== TASKS TO PERFORM ==
1 - Please rewrite the paragraph in the tourism decline passage that begins "The Tanzanian government says the road" as a short list, keeping its main facts.
2 - According to the tourism decline passage, what share of Tanzania's tourism revenue is generated from the Serengeti National Park?
3 - Reproduce the tourism decline passage word for word, starting with "Tourism is Tanzania’s" and going on through "World Heritage Site.".

== PASSAGE SHOWN ==
========

Tourism decline fears
The tourism industry has also expressed concern over the potential loss of thousands of people that come to watch the migration every year and of damage to the Serengeti's reputation as an untouched wilderness.
Tourism is Tanzania’s biggest source of foreign exchange, with half of the country's tourism revenue generated from the Serengeti National Park.
UNESCO and IUCN said they were ‘seriously concerned’ about the highway, which could see the national park lose its status as a World Heritage Site.
The Tanzanian government says the road will improve access for tourists and boost local economies, but some local communities have raised concerns about the potential impact the road could have on the availability of already-scarce pasture for cattle, which is their main livelihood.
Opponents of the project are pressing for an alternative route that bypasses the national park to be considered by the government. According to FSZ, the proposed alternative southern route ‘will serve five times as many people as the planned Northern road and fulfil the same needs for linking major regional centres.’
‘In view of the importance of the Serengeti-Mara ecosystem as one of the world’s premier wildlife reserves and as a major contributor to the economies of both Tanzania and Kenya, it is hoped that the authorities in Tanzania will consider an alternative route passing around the outside of the Serengeti,’ said Jake Grieves-Cook, Chairman of the Kenya Tourist Board.

========

== RECORDS SHOWN ==
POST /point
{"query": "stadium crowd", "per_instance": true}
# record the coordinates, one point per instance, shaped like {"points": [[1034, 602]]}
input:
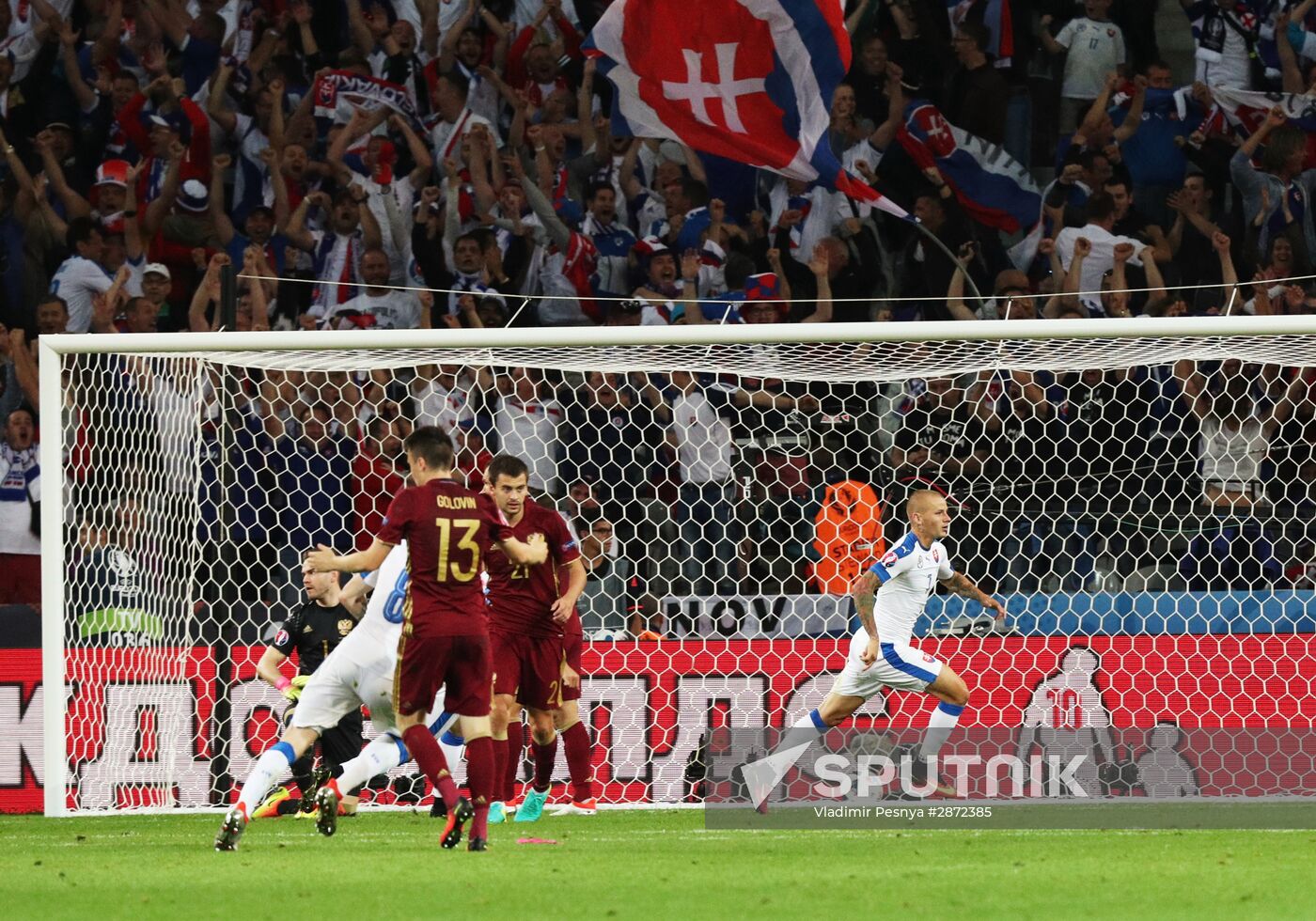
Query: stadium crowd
{"points": [[477, 183]]}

========

== THE RESPONSES ==
1 -
- The Tanzanian government says the road will improve access for tourists and boost local economies.
- Some local communities are concerned that the road could affect the availability of already-scarce pasture for cattle.
- Cattle are these communities' main livelihood.

2 - Half of the country's tourism revenue.

3 -
Tourism is Tanzania’s biggest source of foreign exchange, with half of the country's tourism revenue generated from the Serengeti National Park.
UNESCO and IUCN said they were ‘seriously concerned’ about the highway, which could see the national park lose its status as a World Heritage Site.